[Point annotation records]
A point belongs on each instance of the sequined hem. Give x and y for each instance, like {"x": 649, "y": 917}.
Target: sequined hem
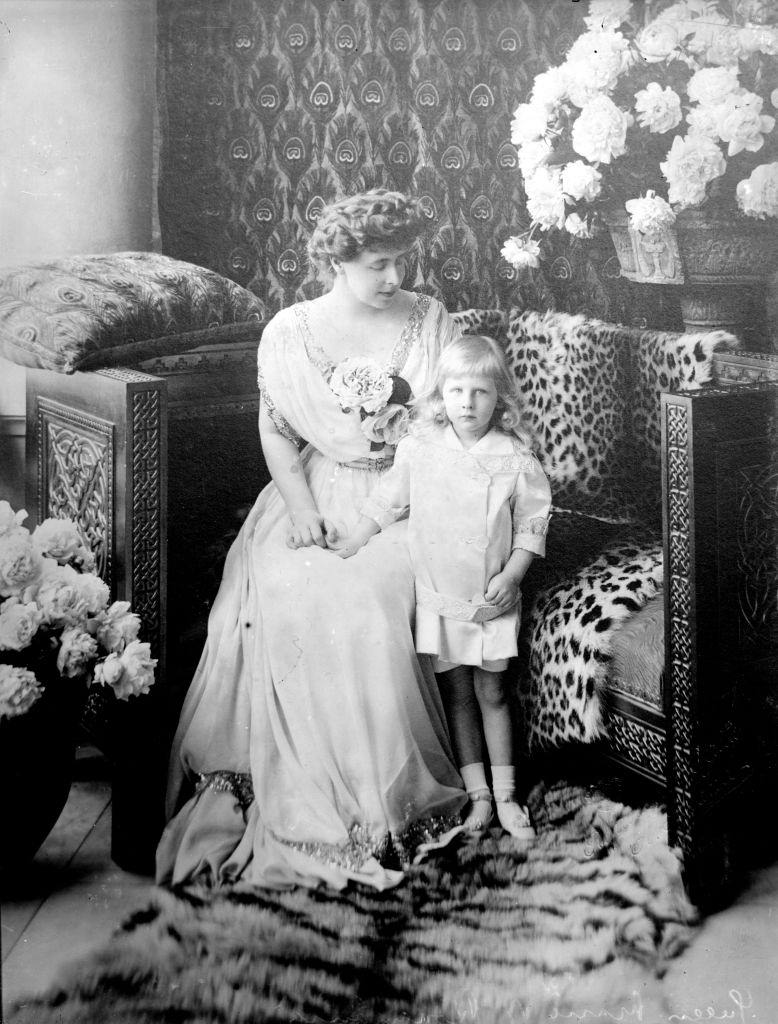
{"x": 281, "y": 424}
{"x": 238, "y": 784}
{"x": 361, "y": 845}
{"x": 380, "y": 464}
{"x": 537, "y": 526}
{"x": 387, "y": 848}
{"x": 454, "y": 607}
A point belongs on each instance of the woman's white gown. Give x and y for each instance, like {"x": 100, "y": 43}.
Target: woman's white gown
{"x": 313, "y": 733}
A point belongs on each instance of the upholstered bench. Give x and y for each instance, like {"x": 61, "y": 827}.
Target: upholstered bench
{"x": 140, "y": 388}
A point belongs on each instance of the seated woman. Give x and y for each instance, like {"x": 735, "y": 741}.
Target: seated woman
{"x": 312, "y": 735}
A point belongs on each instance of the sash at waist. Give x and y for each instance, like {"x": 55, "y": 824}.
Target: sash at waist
{"x": 454, "y": 607}
{"x": 380, "y": 463}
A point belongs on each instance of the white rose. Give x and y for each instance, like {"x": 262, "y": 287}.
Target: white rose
{"x": 762, "y": 39}
{"x": 703, "y": 121}
{"x": 117, "y": 627}
{"x": 658, "y": 110}
{"x": 388, "y": 426}
{"x": 600, "y": 130}
{"x": 711, "y": 85}
{"x": 549, "y": 89}
{"x": 742, "y": 124}
{"x": 358, "y": 383}
{"x": 18, "y": 690}
{"x": 658, "y": 41}
{"x": 607, "y": 13}
{"x": 60, "y": 598}
{"x": 127, "y": 674}
{"x": 577, "y": 226}
{"x": 94, "y": 592}
{"x": 521, "y": 253}
{"x": 532, "y": 156}
{"x": 649, "y": 213}
{"x": 138, "y": 670}
{"x": 76, "y": 651}
{"x": 594, "y": 65}
{"x": 58, "y": 539}
{"x": 10, "y": 521}
{"x": 18, "y": 624}
{"x": 691, "y": 164}
{"x": 109, "y": 672}
{"x": 529, "y": 123}
{"x": 758, "y": 195}
{"x": 581, "y": 181}
{"x": 546, "y": 201}
{"x": 20, "y": 565}
{"x": 709, "y": 37}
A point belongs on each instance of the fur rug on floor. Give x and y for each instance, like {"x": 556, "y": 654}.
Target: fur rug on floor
{"x": 581, "y": 922}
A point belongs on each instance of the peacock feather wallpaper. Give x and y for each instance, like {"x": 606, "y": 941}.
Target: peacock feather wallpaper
{"x": 270, "y": 110}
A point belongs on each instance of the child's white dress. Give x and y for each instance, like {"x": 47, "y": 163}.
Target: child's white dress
{"x": 469, "y": 508}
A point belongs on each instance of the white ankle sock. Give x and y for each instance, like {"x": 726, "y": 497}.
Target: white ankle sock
{"x": 503, "y": 781}
{"x": 474, "y": 777}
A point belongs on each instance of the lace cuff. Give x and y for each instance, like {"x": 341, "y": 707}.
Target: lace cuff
{"x": 529, "y": 534}
{"x": 382, "y": 511}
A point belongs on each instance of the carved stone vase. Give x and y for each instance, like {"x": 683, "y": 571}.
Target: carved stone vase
{"x": 720, "y": 263}
{"x": 37, "y": 756}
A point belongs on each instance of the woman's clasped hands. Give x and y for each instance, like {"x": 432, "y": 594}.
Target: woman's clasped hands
{"x": 307, "y": 527}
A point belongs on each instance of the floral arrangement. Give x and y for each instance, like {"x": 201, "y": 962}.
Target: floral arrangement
{"x": 381, "y": 398}
{"x": 55, "y": 619}
{"x": 657, "y": 108}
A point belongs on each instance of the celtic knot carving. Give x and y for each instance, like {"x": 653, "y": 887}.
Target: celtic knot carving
{"x": 680, "y": 643}
{"x": 638, "y": 744}
{"x": 76, "y": 475}
{"x": 758, "y": 555}
{"x": 146, "y": 500}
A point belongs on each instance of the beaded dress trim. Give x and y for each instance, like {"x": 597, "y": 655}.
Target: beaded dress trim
{"x": 361, "y": 845}
{"x": 281, "y": 424}
{"x": 238, "y": 784}
{"x": 397, "y": 360}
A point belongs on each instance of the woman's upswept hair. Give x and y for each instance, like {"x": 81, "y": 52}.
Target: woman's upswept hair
{"x": 370, "y": 220}
{"x": 476, "y": 355}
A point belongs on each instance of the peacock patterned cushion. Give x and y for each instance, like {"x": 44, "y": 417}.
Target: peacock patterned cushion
{"x": 89, "y": 311}
{"x": 592, "y": 394}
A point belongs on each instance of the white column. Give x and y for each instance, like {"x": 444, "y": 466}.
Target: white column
{"x": 77, "y": 102}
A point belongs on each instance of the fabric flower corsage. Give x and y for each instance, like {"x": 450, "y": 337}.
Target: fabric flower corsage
{"x": 381, "y": 398}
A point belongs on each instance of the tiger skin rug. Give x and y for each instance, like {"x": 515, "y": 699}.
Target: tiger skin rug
{"x": 579, "y": 925}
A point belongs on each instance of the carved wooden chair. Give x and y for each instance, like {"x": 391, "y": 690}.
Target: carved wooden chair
{"x": 138, "y": 456}
{"x": 685, "y": 584}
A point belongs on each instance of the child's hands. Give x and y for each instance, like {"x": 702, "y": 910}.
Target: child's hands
{"x": 358, "y": 537}
{"x": 307, "y": 527}
{"x": 503, "y": 591}
{"x": 349, "y": 546}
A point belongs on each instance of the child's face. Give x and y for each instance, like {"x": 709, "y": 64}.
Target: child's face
{"x": 469, "y": 403}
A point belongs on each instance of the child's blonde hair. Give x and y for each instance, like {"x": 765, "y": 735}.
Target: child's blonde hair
{"x": 477, "y": 355}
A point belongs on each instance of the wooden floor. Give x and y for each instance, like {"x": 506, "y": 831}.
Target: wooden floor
{"x": 73, "y": 897}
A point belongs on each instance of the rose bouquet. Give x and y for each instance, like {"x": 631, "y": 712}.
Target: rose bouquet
{"x": 55, "y": 620}
{"x": 381, "y": 399}
{"x": 657, "y": 108}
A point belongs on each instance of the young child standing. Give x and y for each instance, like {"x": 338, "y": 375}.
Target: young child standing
{"x": 478, "y": 505}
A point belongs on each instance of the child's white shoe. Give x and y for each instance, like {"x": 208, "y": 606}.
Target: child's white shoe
{"x": 515, "y": 819}
{"x": 480, "y": 812}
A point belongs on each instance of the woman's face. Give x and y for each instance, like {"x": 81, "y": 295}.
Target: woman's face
{"x": 470, "y": 402}
{"x": 374, "y": 276}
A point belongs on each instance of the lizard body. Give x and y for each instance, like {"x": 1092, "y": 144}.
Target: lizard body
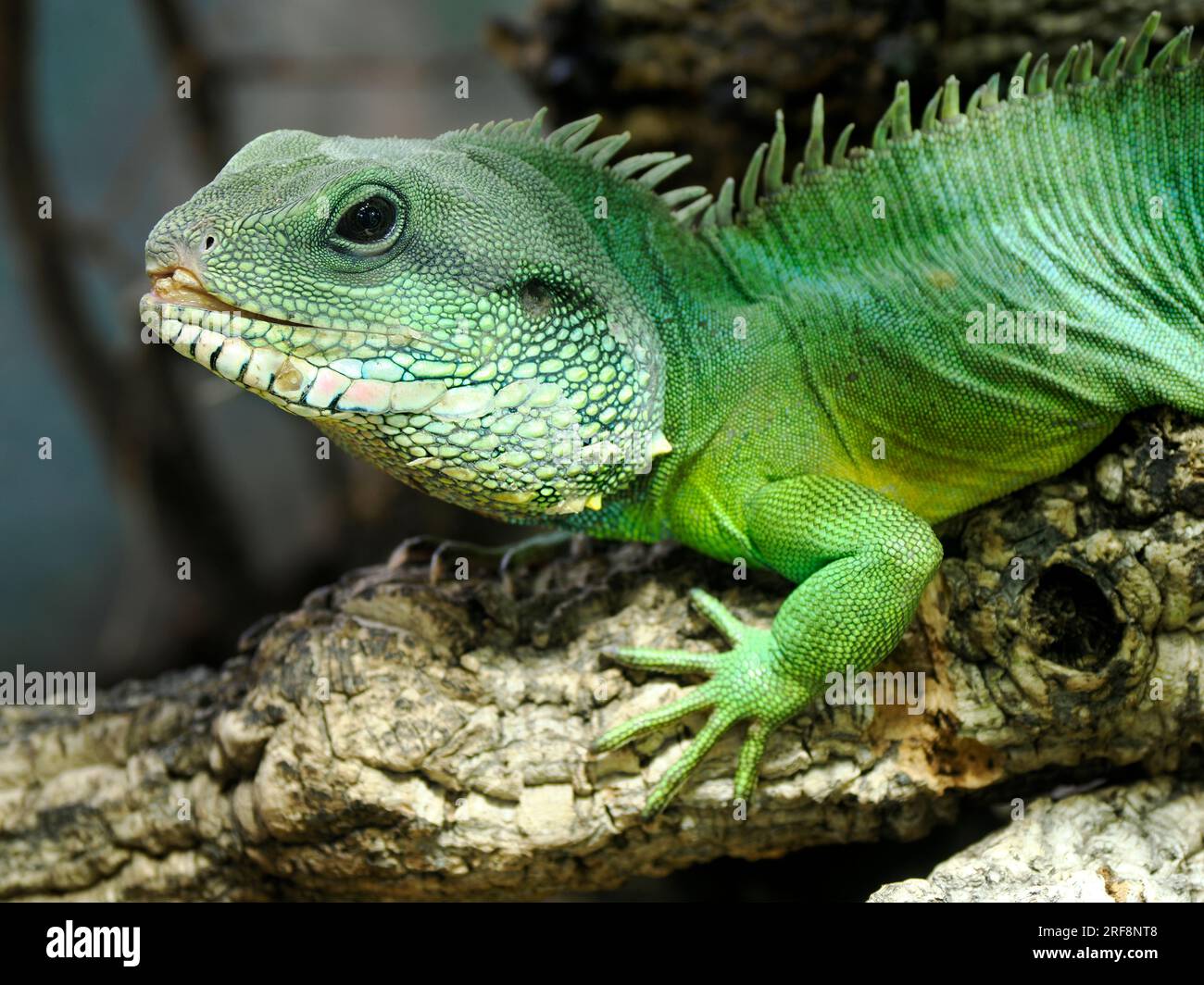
{"x": 805, "y": 373}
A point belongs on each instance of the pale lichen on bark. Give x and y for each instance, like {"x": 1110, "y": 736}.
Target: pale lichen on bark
{"x": 397, "y": 740}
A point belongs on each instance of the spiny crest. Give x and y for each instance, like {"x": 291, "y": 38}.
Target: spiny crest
{"x": 765, "y": 176}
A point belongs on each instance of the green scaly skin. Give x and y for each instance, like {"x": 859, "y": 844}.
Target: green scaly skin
{"x": 782, "y": 373}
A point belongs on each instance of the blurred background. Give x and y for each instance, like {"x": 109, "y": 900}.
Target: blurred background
{"x": 152, "y": 460}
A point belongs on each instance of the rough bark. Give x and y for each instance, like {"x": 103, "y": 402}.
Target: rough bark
{"x": 398, "y": 740}
{"x": 1140, "y": 843}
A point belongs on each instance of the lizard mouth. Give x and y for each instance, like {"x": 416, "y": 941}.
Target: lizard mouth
{"x": 306, "y": 369}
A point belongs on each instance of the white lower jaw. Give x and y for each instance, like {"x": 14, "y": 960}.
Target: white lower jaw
{"x": 245, "y": 351}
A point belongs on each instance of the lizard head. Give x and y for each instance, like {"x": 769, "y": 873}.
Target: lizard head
{"x": 441, "y": 307}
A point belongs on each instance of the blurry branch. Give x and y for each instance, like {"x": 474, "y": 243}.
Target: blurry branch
{"x": 144, "y": 433}
{"x": 177, "y": 41}
{"x": 665, "y": 71}
{"x": 394, "y": 740}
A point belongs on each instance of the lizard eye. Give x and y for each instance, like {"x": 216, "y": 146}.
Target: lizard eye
{"x": 537, "y": 299}
{"x": 368, "y": 221}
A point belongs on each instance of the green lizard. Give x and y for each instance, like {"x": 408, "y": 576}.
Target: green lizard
{"x": 802, "y": 372}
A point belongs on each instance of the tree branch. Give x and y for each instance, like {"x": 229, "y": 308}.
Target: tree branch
{"x": 398, "y": 740}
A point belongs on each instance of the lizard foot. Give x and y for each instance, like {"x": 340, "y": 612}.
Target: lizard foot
{"x": 746, "y": 684}
{"x": 442, "y": 556}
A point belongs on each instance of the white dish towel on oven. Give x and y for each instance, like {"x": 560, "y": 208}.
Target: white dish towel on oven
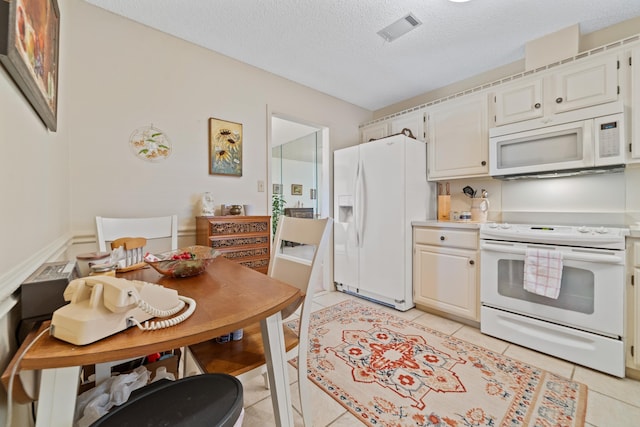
{"x": 543, "y": 272}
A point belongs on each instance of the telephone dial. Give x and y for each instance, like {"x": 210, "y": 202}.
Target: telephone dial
{"x": 100, "y": 306}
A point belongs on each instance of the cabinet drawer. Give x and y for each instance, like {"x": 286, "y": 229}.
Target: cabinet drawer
{"x": 446, "y": 237}
{"x": 636, "y": 254}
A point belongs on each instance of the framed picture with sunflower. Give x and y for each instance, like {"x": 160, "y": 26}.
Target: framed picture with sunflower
{"x": 225, "y": 147}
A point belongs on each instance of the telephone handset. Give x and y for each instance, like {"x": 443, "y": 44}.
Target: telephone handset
{"x": 100, "y": 306}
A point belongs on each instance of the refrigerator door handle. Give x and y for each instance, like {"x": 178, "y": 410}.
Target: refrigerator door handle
{"x": 359, "y": 203}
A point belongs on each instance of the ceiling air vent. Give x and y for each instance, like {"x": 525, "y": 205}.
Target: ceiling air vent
{"x": 401, "y": 27}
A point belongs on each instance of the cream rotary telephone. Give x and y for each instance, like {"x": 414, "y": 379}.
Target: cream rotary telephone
{"x": 100, "y": 306}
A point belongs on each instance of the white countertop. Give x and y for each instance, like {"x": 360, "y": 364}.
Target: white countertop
{"x": 446, "y": 224}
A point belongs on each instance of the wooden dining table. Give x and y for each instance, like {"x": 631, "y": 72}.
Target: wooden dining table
{"x": 228, "y": 297}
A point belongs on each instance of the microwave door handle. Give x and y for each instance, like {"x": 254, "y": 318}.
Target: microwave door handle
{"x": 588, "y": 139}
{"x": 601, "y": 257}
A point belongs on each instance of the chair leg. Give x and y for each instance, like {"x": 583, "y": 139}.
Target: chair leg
{"x": 303, "y": 380}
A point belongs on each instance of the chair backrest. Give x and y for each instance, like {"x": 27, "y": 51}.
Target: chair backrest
{"x": 163, "y": 227}
{"x": 295, "y": 270}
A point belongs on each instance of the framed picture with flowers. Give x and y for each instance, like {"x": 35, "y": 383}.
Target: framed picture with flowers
{"x": 225, "y": 147}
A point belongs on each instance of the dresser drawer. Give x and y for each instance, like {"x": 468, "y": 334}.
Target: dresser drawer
{"x": 446, "y": 237}
{"x": 242, "y": 239}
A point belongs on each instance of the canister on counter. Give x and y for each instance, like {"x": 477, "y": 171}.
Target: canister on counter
{"x": 85, "y": 261}
{"x": 237, "y": 334}
{"x": 465, "y": 216}
{"x": 107, "y": 269}
{"x": 223, "y": 338}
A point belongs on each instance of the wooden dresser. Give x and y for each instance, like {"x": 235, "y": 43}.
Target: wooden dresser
{"x": 243, "y": 239}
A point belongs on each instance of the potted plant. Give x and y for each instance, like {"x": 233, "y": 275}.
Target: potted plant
{"x": 277, "y": 208}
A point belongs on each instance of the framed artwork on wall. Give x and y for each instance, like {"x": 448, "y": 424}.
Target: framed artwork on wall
{"x": 29, "y": 50}
{"x": 225, "y": 147}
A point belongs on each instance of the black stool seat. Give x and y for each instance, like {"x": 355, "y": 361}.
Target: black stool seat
{"x": 199, "y": 400}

EXERCISE: Write out exactly the lines of the entries above that run from the line containing "A point belongs on each instance of the chair backrest." through the last line, including both.

SOLUTION TO THIS PROBLEM:
A point belongs on each instance of the chair backrest. Give x and y for each instance, like {"x": 27, "y": 51}.
Target: chair backrest
{"x": 163, "y": 227}
{"x": 295, "y": 270}
A point belongs on each instance of the framed picture with flowers. Give x and y for each instance, like {"x": 35, "y": 383}.
Target: framed picture with flowers
{"x": 225, "y": 147}
A point belongs on each instance of the dresser drawer. Give x and y for each instance, like {"x": 468, "y": 334}.
Target: dresser drawer
{"x": 446, "y": 237}
{"x": 242, "y": 239}
A point belongs on each instance of the canister on counter. Give x and y for each instance, like {"x": 477, "y": 171}.
Target: canister on counter
{"x": 85, "y": 261}
{"x": 237, "y": 334}
{"x": 465, "y": 216}
{"x": 107, "y": 269}
{"x": 223, "y": 338}
A point belongs on each instance of the wooden dresser. Give x and y for each instance, like {"x": 235, "y": 43}.
Target: wooden dresser
{"x": 243, "y": 239}
A point belongs on each instance of the potted plant. Give x and y for each instance, like {"x": 233, "y": 275}.
Target: potted plant
{"x": 277, "y": 208}
A point belongs on each instance of the framed artwork on wall. Give x and y for each instance, like {"x": 448, "y": 424}.
Target: framed artwork on wall
{"x": 29, "y": 50}
{"x": 225, "y": 147}
A point belongs on each instance of the black stool seat. Give x and y for each instance, like {"x": 355, "y": 361}.
Target: black stool seat
{"x": 199, "y": 400}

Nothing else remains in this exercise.